- Your task: Write every line of the material below as a JSON list of strings, one string per line, leaving out blank lines and the pictures.
Start of Block
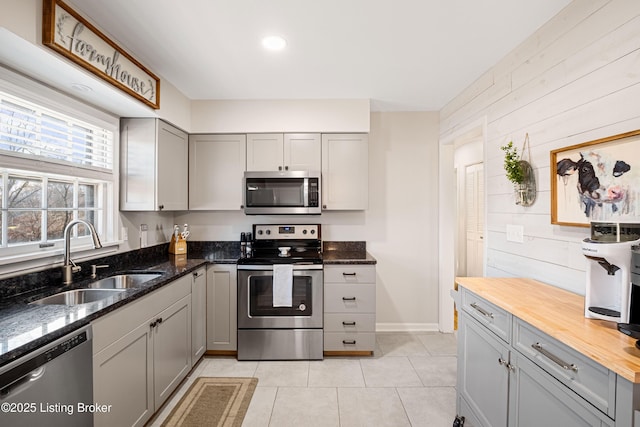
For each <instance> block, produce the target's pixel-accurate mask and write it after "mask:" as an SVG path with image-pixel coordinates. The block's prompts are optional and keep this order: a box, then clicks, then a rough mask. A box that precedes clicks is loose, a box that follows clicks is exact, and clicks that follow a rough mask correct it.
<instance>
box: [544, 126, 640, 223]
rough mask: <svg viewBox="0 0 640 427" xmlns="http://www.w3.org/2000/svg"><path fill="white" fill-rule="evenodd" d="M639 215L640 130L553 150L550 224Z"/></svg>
mask: <svg viewBox="0 0 640 427" xmlns="http://www.w3.org/2000/svg"><path fill="white" fill-rule="evenodd" d="M639 217H640V130H636V131H633V132H627V133H623V134H619V135H614V136H610V137H607V138H602V139H598V140H595V141H589V142H584V143H582V144H577V145H572V146H570V147H565V148H561V149H558V150H553V151H552V152H551V223H552V224H559V225H573V226H579V227H588V226H589V222H590V221H624V220H638V218H639Z"/></svg>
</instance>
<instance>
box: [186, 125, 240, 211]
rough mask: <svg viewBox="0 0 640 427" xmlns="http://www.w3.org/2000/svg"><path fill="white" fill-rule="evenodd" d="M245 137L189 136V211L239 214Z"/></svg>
mask: <svg viewBox="0 0 640 427" xmlns="http://www.w3.org/2000/svg"><path fill="white" fill-rule="evenodd" d="M246 141H247V137H246V135H237V134H220V135H210V134H203V135H189V210H222V211H225V210H240V209H241V205H242V177H243V175H244V171H245V162H246V144H247V142H246Z"/></svg>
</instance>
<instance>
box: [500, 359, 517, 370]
mask: <svg viewBox="0 0 640 427" xmlns="http://www.w3.org/2000/svg"><path fill="white" fill-rule="evenodd" d="M498 364H499V365H502V366H504V367H505V368H507V369H508V370H510V371H515V370H516V367H515V366H513V365H512V364H511V363H509V362H507V361H506V360H504V359H503V358H502V357H498Z"/></svg>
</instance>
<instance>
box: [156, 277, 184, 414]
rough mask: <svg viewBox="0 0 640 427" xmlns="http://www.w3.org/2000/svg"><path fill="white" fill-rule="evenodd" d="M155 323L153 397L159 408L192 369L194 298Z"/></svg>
mask: <svg viewBox="0 0 640 427" xmlns="http://www.w3.org/2000/svg"><path fill="white" fill-rule="evenodd" d="M184 279H186V280H190V277H185V278H184ZM155 322H157V323H156V326H155V327H154V330H153V385H154V386H153V395H154V401H155V407H156V408H159V407H160V405H162V404H163V403H164V401H165V400H166V399H167V398H168V397H169V396H170V395H171V393H172V392H173V391H174V390H175V389H176V387H178V385H179V384H180V382H181V381H182V380H183V379H184V378H185V377H186V376H187V374H188V373H189V371H190V370H191V296H190V295H188V296H186V297H184V298H182V299H181V300H179V301H178V302H176V303H175V304H173V305H172V306H171V307H169V308H167V309H166V310H164V311H162V312H161V313H160V314H159V315H158V317H157V318H156V319H155Z"/></svg>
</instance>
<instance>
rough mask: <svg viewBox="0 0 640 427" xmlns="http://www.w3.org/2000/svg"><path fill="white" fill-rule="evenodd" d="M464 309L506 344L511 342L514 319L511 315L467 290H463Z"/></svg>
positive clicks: (464, 288) (463, 300)
mask: <svg viewBox="0 0 640 427" xmlns="http://www.w3.org/2000/svg"><path fill="white" fill-rule="evenodd" d="M462 309H463V310H464V311H466V312H467V313H469V314H470V315H471V316H472V317H473V318H474V319H476V320H478V321H479V322H480V323H482V324H483V325H484V326H486V327H487V328H488V329H489V330H490V331H492V332H493V333H494V334H496V335H497V336H499V337H500V338H502V339H503V340H504V341H505V342H507V343H508V342H509V339H510V337H511V318H512V316H511V314H510V313H508V312H506V311H505V310H503V309H501V308H499V307H498V306H496V305H494V304H491V303H490V302H489V301H487V300H485V299H484V298H481V297H479V296H477V295H476V294H474V293H473V292H470V291H468V290H467V289H465V288H462Z"/></svg>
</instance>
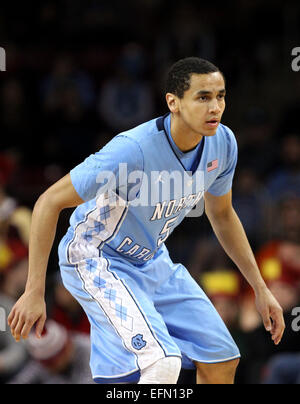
End of Block
- Your response:
[
  "For each <instance> block, produce the target's pixel-accurate mask and write it after \"mask:\" as an SVG path with image-pixel coordinates. The block's prompts are optional and keep this order: a box, then clicks, then a rough mask. A box that precedes clicks is loose, a box that follows clicks is exact, and clicks that follow a rough mask correct it.",
  "<instance>",
  "box: [544, 126, 640, 223]",
  "rough mask: <svg viewBox=\"0 0 640 427\" xmlns=\"http://www.w3.org/2000/svg\"><path fill=\"white\" fill-rule=\"evenodd\" d=\"M639 215L640 130L553 150L550 224Z\"/></svg>",
  "mask: <svg viewBox=\"0 0 640 427\" xmlns=\"http://www.w3.org/2000/svg\"><path fill=\"white\" fill-rule=\"evenodd\" d=\"M639 217H640V130H636V131H633V132H627V133H623V134H619V135H614V136H610V137H607V138H602V139H598V140H595V141H589V142H584V143H582V144H577V145H572V146H570V147H565V148H561V149H558V150H553V151H552V152H551V223H552V224H559V225H573V226H579V227H588V226H589V222H590V221H624V220H638V218H639Z\"/></svg>",
  "</instance>",
  "<instance>",
  "box: [186, 125, 240, 211]",
  "rough mask: <svg viewBox=\"0 0 640 427\" xmlns=\"http://www.w3.org/2000/svg\"><path fill=\"white\" fill-rule=\"evenodd\" d=\"M245 137L189 136V211L239 214Z\"/></svg>",
  "mask: <svg viewBox=\"0 0 640 427\" xmlns=\"http://www.w3.org/2000/svg\"><path fill=\"white\" fill-rule=\"evenodd\" d=\"M246 141H247V137H246V135H237V134H220V135H210V134H203V135H189V210H222V211H225V210H240V209H241V205H242V177H243V175H244V171H245V162H246V144H247V142H246Z\"/></svg>",
  "</instance>",
  "<instance>",
  "box: [500, 359, 517, 370]",
  "mask: <svg viewBox=\"0 0 640 427\" xmlns=\"http://www.w3.org/2000/svg\"><path fill=\"white\" fill-rule=\"evenodd\" d=\"M498 364H499V365H502V366H504V367H505V368H507V369H508V370H510V371H515V370H516V367H515V366H513V365H512V364H511V363H509V362H507V361H506V360H504V359H503V358H502V357H498Z\"/></svg>",
  "</instance>",
  "<instance>",
  "box: [156, 277, 184, 414]",
  "rough mask: <svg viewBox=\"0 0 640 427\" xmlns=\"http://www.w3.org/2000/svg\"><path fill=\"white\" fill-rule=\"evenodd\" d=\"M155 323L153 397L159 408L192 369L194 298Z\"/></svg>",
  "mask: <svg viewBox=\"0 0 640 427\" xmlns=\"http://www.w3.org/2000/svg\"><path fill=\"white\" fill-rule=\"evenodd\" d=\"M184 279H186V280H190V277H185V278H184ZM155 322H157V323H156V326H155V327H154V330H153V385H154V386H153V395H154V401H155V407H156V408H159V407H160V405H162V404H163V403H164V401H165V400H166V399H167V398H168V397H169V396H170V395H171V393H172V392H173V391H174V390H175V389H176V387H178V385H179V384H180V382H181V381H182V380H183V379H184V378H185V377H186V376H187V374H188V373H189V371H190V370H191V296H190V295H188V296H186V297H184V298H182V299H181V300H179V301H178V302H176V303H175V304H173V305H172V306H171V307H169V308H167V309H166V310H164V311H162V312H161V313H160V314H159V315H158V317H157V318H156V319H155Z\"/></svg>",
  "</instance>",
  "<instance>",
  "rough mask: <svg viewBox=\"0 0 640 427\" xmlns=\"http://www.w3.org/2000/svg\"><path fill=\"white\" fill-rule=\"evenodd\" d=\"M464 309L506 344L511 342L514 319L511 315L467 290H463Z\"/></svg>",
  "positive clicks: (464, 288) (463, 300)",
  "mask: <svg viewBox=\"0 0 640 427\" xmlns=\"http://www.w3.org/2000/svg\"><path fill=\"white\" fill-rule=\"evenodd\" d=\"M462 309H463V310H464V311H466V312H467V313H469V314H470V315H471V316H472V317H473V318H474V319H476V320H478V321H479V322H480V323H482V324H483V325H484V326H486V327H487V328H488V329H489V330H490V331H492V332H493V333H494V334H496V335H497V336H499V337H500V338H502V339H503V340H504V341H505V342H507V343H508V342H509V339H510V337H511V318H512V316H511V314H510V313H508V312H506V311H505V310H503V309H501V308H499V307H498V306H496V305H494V304H491V303H490V302H489V301H487V300H485V299H484V298H481V297H479V296H477V295H476V294H474V293H473V292H470V291H468V290H467V289H465V288H462Z\"/></svg>",
  "</instance>"
]